* _Exercise details_
Could you edit the listing below by replacing every "single pin" with "single point", leaving everything else unchanged, and leaving the pictures out of your answer?

-- Start of Input rows --

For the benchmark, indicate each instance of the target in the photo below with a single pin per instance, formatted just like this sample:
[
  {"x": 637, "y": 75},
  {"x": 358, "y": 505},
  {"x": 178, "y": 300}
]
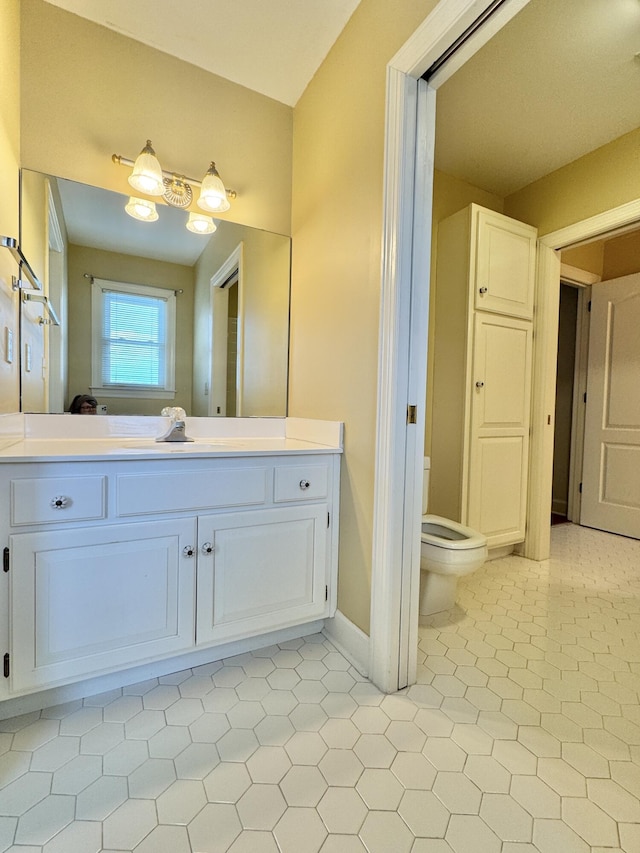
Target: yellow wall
[
  {"x": 621, "y": 256},
  {"x": 265, "y": 317},
  {"x": 593, "y": 184},
  {"x": 9, "y": 163},
  {"x": 88, "y": 92},
  {"x": 337, "y": 219},
  {"x": 126, "y": 268},
  {"x": 589, "y": 257}
]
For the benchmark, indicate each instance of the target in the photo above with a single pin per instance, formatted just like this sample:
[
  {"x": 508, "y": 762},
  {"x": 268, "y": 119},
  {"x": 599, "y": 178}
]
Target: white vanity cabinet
[
  {"x": 90, "y": 599},
  {"x": 115, "y": 564},
  {"x": 482, "y": 372}
]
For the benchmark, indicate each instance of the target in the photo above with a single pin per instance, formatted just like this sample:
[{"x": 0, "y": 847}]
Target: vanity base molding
[{"x": 123, "y": 678}]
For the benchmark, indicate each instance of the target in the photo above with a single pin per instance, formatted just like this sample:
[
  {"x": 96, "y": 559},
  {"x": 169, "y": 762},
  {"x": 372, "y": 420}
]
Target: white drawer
[
  {"x": 49, "y": 500},
  {"x": 138, "y": 494},
  {"x": 301, "y": 483}
]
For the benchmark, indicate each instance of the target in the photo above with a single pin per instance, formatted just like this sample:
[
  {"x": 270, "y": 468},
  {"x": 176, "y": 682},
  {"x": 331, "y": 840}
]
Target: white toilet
[{"x": 447, "y": 551}]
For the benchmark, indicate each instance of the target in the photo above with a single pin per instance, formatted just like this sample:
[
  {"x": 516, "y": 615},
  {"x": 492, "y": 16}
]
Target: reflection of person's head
[{"x": 83, "y": 404}]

-- End of Input rows --

* _Reply_
For the benchmark, indicate each instance of the target in the photo below with a single point per instance, formatted just like this sample:
[
  {"x": 637, "y": 75},
  {"x": 358, "y": 505},
  {"x": 178, "y": 300}
]
Target: yellow wall
[
  {"x": 621, "y": 256},
  {"x": 265, "y": 317},
  {"x": 593, "y": 184},
  {"x": 9, "y": 163},
  {"x": 88, "y": 92},
  {"x": 337, "y": 219},
  {"x": 126, "y": 268},
  {"x": 589, "y": 257}
]
For the benchmark, indicate each instance of the target in the photo above with a single point per instance, formatted just like this sample:
[
  {"x": 508, "y": 762},
  {"x": 268, "y": 119},
  {"x": 599, "y": 178}
]
Target: white vanity cabinet
[
  {"x": 90, "y": 599},
  {"x": 115, "y": 564},
  {"x": 482, "y": 372}
]
For the benchmark, indicate each instance of the target in the photo above with a single point per instance, formatted just like this sample:
[{"x": 0, "y": 847}]
Target: vanity base molding
[{"x": 123, "y": 678}]
For the benchmark, indicate each instance of the target in the photo above with a single point per instance, formatted just like this sample:
[
  {"x": 96, "y": 559},
  {"x": 169, "y": 762},
  {"x": 372, "y": 420}
]
Target: white drawer
[
  {"x": 49, "y": 500},
  {"x": 138, "y": 494},
  {"x": 301, "y": 483}
]
For the benchmark, indicate each instance of the target in the photo above with a single point per instance, formatted just like this sample:
[
  {"x": 270, "y": 468},
  {"x": 176, "y": 682},
  {"x": 331, "y": 840}
]
Target: white toilet
[{"x": 447, "y": 551}]
For the benchmark, indicate each instance of the target in the photo above with a single point per instance, formatted just like this sample:
[
  {"x": 516, "y": 615},
  {"x": 492, "y": 16}
]
Target: reflection of person's head
[{"x": 83, "y": 404}]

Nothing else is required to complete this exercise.